---------- Trecho da página ----------

Junto com o Instituto Unibanco, o IES organizou um seminário em São Paulo, no dia 20 de outubro, sobre “Educação Brasileira: Diagnósticos e Alternativas”, aonde o interesse era ver o que as pesquisas nos dizem sobre os problemas centrais e as alternativas de política para Educação brasileira. Sem surpresa, os apresentadores concentraram sua atenção na má qualidade da educação básica, que amplia os problemas de iniqüidade do país, e na dificuldade que temos tido em avançar em relação a isto: fazer com que os professores saibam alfabetizar, tornar as escolas, e seus diretores, mais conscientes e mais responsáveis pelo seu desempenho, e fazer com que os recursos para a educação fundamental aumentem e sobretudo não se dispersem.

Uma das participantes foi Alvana Bof, da UNESCO, que falou sobre a educação de jovens e adultos (EJA), e abriu espaço para discutir um pouco as questões do ensino médio, que acabam sempre espremidas entre os problemas do ensino fundamental e as grandes mobilizações ao redor do ensino superior. Ela mostrou como existe um grande número de jovens e adultos que, ou abandonaram a escola antes de completar o ensino médio, ou continuam cursando escolas médias noturnas, apesar de já estarem acima da idade correspondente, entre 15 e 17 anos. Os programas de EJA buscam recuperar este tempo perdido, proporcionando de forma compacta e flexível, e com o uso de novas tecnologias de educação semi-presencial, a formação básica correspondente ao segundo grau, em um prazo muito mais curto. Por que tantos jovens adultos persistem nos cursos regulares, quando existe esta alternativa? A explicação, segundo Alvana, seria que estes programas têm baixo prestígio e reconhecimento social, apesar de que, segundo Cláudio de Moura Castro, os candidatos ao vestibular das Faculdades Pitágoras originários da EJA não sejam piores dos que se originam dos cursos médios regulares.

---------- Entradas extraídas ----------

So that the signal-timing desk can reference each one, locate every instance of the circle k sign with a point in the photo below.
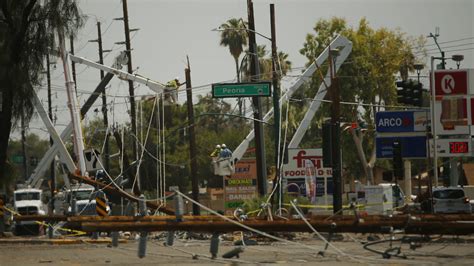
(451, 82)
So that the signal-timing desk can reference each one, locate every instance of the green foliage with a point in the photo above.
(27, 31)
(234, 35)
(34, 148)
(367, 77)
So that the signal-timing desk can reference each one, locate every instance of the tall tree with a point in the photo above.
(234, 35)
(26, 35)
(368, 80)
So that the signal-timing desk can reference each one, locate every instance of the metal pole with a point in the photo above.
(72, 103)
(407, 166)
(433, 125)
(336, 152)
(192, 140)
(276, 104)
(258, 127)
(51, 142)
(23, 149)
(104, 100)
(73, 64)
(130, 88)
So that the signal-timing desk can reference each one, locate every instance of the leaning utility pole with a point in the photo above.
(276, 104)
(130, 85)
(51, 142)
(104, 99)
(257, 106)
(336, 134)
(192, 140)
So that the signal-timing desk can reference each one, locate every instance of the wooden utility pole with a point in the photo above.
(258, 126)
(336, 135)
(130, 86)
(50, 113)
(23, 149)
(276, 103)
(192, 140)
(104, 100)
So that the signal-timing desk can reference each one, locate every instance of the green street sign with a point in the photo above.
(17, 159)
(230, 90)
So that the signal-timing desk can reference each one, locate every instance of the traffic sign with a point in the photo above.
(401, 121)
(231, 90)
(412, 147)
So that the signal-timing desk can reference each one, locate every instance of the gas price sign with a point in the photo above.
(459, 147)
(453, 147)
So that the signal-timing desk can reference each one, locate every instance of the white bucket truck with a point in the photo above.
(27, 201)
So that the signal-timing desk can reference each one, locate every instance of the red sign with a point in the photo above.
(451, 82)
(472, 111)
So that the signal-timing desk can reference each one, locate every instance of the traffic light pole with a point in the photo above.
(257, 105)
(433, 124)
(336, 135)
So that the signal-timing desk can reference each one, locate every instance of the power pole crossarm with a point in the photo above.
(153, 85)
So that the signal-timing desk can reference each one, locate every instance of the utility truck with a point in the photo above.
(383, 198)
(28, 201)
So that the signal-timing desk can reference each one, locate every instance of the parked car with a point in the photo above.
(450, 200)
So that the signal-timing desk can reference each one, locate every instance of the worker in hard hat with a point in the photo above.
(225, 152)
(171, 90)
(216, 151)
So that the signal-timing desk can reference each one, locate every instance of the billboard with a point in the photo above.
(412, 146)
(297, 168)
(401, 121)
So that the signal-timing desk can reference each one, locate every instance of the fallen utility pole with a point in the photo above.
(407, 225)
(460, 218)
(108, 188)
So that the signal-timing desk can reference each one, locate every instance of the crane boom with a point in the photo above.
(339, 41)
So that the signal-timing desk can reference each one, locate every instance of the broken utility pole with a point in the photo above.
(257, 106)
(131, 89)
(192, 140)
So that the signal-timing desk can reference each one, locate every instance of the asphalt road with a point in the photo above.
(303, 250)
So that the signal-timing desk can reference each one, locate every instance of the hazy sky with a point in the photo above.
(172, 29)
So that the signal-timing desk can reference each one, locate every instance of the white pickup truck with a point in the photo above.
(27, 201)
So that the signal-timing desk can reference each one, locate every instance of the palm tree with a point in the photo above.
(26, 36)
(234, 35)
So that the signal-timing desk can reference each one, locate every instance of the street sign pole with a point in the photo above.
(433, 124)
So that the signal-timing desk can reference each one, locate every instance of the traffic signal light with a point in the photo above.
(397, 160)
(410, 92)
(327, 144)
(401, 90)
(417, 94)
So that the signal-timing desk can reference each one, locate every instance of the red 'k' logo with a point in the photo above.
(406, 122)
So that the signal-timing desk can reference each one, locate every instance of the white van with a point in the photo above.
(450, 200)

----------

**Problema curto 1:**
Responda às perguntas abaixo com base no trecho sobre o seminário de educação.
(a) Junto com qual instituição o IES organizou o seminário?
(b) De qual organização era Alvana Bof?
(c) Segundo Alvana, qual é a explicação para tantos jovens adultos persistirem nos cursos regulares?
**Problema curto 2:** Transcreva do trecho sobre o seminário de educação a parte que se abre com as palavras contendo "Junto com o" e se fecha com "não se dispersem.".

**Resposta correta 1:**
(a) O Instituto Unibanco.
(b) Da UNESCO.
(c) Os programas de EJA têm baixo prestígio e reconhecimento social.

**Resposta correta 2:**
Junto com o Instituto Unibanco, o IES organizou um seminário em São Paulo, no dia 20 de outubro, sobre “Educação Brasileira: Diagnósticos e Alternativas”, aonde o interesse era ver o que as pesquisas nos dizem sobre os problemas centrais e as alternativas de política para Educação brasileira. Sem surpresa, os apresentadores concentraram sua atenção na má qualidade da educação básica, que amplia os problemas de iniqüidade do país, e na dificuldade que temos tido em avançar em relação a isto: fazer com que os professores saibam alfabetizar, tornar as escolas, e seus diretores, mais conscientes e mais responsáveis pelo seu desempenho, e fazer com que os recursos para a educação fundamental aumentem e sobretudo não se dispersem.